--- RECORDS SUPPLIED ---

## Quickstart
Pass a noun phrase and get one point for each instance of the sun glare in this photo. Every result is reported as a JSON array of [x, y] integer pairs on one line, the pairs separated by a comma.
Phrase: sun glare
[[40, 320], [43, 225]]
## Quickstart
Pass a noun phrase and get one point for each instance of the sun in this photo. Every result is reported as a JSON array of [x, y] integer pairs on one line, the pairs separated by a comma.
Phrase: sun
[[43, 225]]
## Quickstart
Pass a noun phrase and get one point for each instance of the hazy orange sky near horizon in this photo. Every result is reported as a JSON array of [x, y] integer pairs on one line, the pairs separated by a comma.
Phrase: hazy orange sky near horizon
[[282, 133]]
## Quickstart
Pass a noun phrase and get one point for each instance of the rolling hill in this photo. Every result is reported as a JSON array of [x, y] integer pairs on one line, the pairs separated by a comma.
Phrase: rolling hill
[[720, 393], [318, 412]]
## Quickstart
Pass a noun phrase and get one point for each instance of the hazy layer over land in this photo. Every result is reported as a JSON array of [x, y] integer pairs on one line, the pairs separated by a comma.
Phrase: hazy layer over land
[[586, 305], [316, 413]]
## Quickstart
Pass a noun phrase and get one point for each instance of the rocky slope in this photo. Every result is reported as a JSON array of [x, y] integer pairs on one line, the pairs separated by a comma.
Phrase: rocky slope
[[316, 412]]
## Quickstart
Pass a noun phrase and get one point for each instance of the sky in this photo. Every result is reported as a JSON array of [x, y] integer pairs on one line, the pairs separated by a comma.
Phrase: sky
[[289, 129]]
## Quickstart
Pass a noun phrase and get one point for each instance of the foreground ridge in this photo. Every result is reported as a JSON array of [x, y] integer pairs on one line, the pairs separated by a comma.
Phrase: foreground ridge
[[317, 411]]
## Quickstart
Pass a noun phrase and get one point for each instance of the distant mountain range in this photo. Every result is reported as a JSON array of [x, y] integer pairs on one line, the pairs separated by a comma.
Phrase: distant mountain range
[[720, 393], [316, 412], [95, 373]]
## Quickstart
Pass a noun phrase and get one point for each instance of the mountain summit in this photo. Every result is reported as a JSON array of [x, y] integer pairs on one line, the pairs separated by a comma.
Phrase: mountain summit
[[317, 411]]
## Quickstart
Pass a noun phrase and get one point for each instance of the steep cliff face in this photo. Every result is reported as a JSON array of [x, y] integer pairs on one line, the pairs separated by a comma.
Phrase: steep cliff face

---

* YOUR TASK
Go through the records above and set each one down exactly, please.

* EXPECTED ANSWER
## Quickstart
Pass a noun phrase and get one point for each instance of the sun glare in this photo. Every result is reported as a JSON array of [x, y] integer pairs on one line, the pairs separated by a comma.
Phrase: sun glare
[[40, 320], [43, 225]]
## Quickstart
Pass a noun phrase and get one point for each instance of the sun in this photo. Every result is reported as a JSON array of [x, y] integer pairs on one line, the pairs separated by a comma.
Phrase: sun
[[43, 225]]
## Quickstart
Pass a noun phrase and get one point for each instance of the hazy orange sky near horizon in this photo. Every result is reported as a JSON array of [x, y] integer pairs on one line, the pairs separated by a comma.
Phrase: hazy orange sky near horizon
[[282, 133]]
## Quickstart
Pass a noun phrase and get one point for each instance of the rolling hill in this photo. Every result is reported as a JSON array of [x, y] integer pairs on one line, the pairs separated by a comma.
Phrase: rolling hill
[[720, 393], [318, 412]]
## Quickstart
Pass a noun phrase and get one point for each instance of the hazy layer over land in this photo. Every result is reported as a JSON array of [x, y] integer pairs on one line, the pairs separated by a comma.
Phrase: hazy layer over land
[[586, 305], [316, 413]]
## Quickstart
Pass a noun phrase and get one point for each instance of the rocky slope in this photo. Every result is reported as a JSON array of [x, y] integer pairs on one line, the pairs separated by a comma.
Phrase: rocky slope
[[316, 412]]
## Quickstart
Pass a noun phrase and get one point for each instance of the sky in this photo. Every result is reported as a JSON array of [x, y] integer pairs on one line, the pairs separated by a comma.
Phrase: sky
[[289, 129]]
## Quickstart
Pass a noun phrase and get one point for each instance of the foreground ridge in this photo. Every result is reported as a JSON array of [x, y] integer pairs on one line, the pairs separated by a comma.
Phrase: foreground ridge
[[317, 411]]
## Quickstart
Pass a noun phrase and get one point for each instance of the distant mountain range in this photo. Every result is reported as a JSON array of [x, y] integer pairs on one line, the pairs separated by a comma.
Phrase: distant mountain range
[[720, 393], [316, 412], [95, 373]]
## Quickstart
Pass a noun phrase and get one point for each instance of the mountain summit in this photo. Every result is reported as a JSON array of [x, y] integer pairs on one line, the pairs separated by a comma.
Phrase: mountain summit
[[317, 411]]
## Quickstart
Pass a noun phrase and get one point for each instance of the steep cliff face in this photo. Every result is reported as a JSON array of [x, y] integer pairs on one line, the pairs separated by a comma.
Phrase: steep cliff face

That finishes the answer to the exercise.